*Page extract:*
• • • • •

Super Blue Blood Moon Eclipse 2018

Live Webcasts! How to Watch the Super Blue Blood Moon Online from Space.com

The coverage is a little breathless, but I’m still glad I got up to see it.

Why is it “super”?

Because the moon is close to the Earth in its orbit this month, and appears larger and brighter than usual.

Why is it “blue”?

Because it is the second full moon in the month of January. There actually won’t be one in February at all this year.

What’s the “blood” about?

When the Earth’s shadow passes between the sun and the moon, the moon no longer reflects the sun’s light, but it does reflect a bit of light from the Earth, which appears reddish. The red color has historically been called a “blood moon.”

And the eclipse? Didn’t we just have one of those last summer? (And I didn’t keep the glasses)

• • • • •

Data records:
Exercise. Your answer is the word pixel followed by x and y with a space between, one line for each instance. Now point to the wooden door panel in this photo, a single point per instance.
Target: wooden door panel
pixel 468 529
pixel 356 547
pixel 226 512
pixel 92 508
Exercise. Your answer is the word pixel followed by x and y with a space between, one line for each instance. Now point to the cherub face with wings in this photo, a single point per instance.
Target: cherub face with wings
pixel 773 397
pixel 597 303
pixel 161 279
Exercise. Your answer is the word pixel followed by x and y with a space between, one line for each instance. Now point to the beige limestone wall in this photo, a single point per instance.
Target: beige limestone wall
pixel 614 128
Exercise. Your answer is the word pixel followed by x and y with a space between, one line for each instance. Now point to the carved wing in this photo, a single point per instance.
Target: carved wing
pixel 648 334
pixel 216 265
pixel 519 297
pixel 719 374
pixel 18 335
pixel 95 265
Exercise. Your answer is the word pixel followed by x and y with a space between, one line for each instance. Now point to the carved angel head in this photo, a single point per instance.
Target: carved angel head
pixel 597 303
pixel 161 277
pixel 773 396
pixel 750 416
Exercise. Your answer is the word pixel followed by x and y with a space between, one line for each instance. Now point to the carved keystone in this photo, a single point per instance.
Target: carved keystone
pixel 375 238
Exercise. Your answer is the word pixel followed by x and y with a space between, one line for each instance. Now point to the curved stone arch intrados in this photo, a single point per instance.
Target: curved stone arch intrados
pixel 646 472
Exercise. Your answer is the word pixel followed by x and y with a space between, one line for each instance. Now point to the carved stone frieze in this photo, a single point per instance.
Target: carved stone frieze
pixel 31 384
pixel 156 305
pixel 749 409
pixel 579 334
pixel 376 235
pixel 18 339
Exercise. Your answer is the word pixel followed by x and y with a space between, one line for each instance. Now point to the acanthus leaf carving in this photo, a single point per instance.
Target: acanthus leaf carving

• • • • •

*Actions to take:*
(a) Answer these questions using the post about the 2018 super blue blood moon:
(i) Why does the moon appear larger and brighter than usual this month?
(ii) Which month will have no full moon at all this year?
(iii) What color does the light the moon reflects from the Earth appear?
(b) Shorten the paragraph of the post about the 2018 super blue blood moon that begins "When the Earth's shadow passes", keeping its main facts.
(c) Continue the post about the 2018 super blue blood moon from its final line.

*Replies:*
(a)
(i) The moon is close to the Earth in its orbit this month.
(ii) February.
(iii) Reddish.

(b) When the Earth's shadow passes between the sun and the moon, the moon stops reflecting sunlight but reflects a little reddish light from the Earth. That red color has historically been called a "blood moon."

(c)
eclipse-poster-image

 

Yes, we had a total solar eclipse last summer, which I wrote about here and here. This month we had a total lunar eclipse. A solar eclipse happens when the moon comes between the Earth and the sun, covering the sun for a few minutes. A lunar eclipse happens when the Earth comes between the moon and the sun, and the Earth’s shadow covers the moon. Lunar eclipses last for several hours, and you don’t need glasses to see them. The downside is that you have to get up in the middle of the night.

03BloodRed

I got up just before totality started, and I took some pictures with my iphone camera attached to binoculars. I also have a small telescope, but wasn’t able to attach the phone effectively there. I could see the moon very well through the west-facing glass sliding door that leads out onto our back deck. I opened and shut the door multiple times to keep from getting too cold and to keep the cat from escaping!

Individually the pictures are kind of small and grainy, but together they make a nice collage:

Lunar Eclipse Jan 31 2018

You see how the path of the Earth’s shadow travelled from the upper left to the lower right, how long totality lasted (in comparison to last year’s solar eclipse), and just how bright the reflected sunlight is, relative to the reddish light reflected from the Earth. I stopped watching as the moon set behind some trees and the sun rose.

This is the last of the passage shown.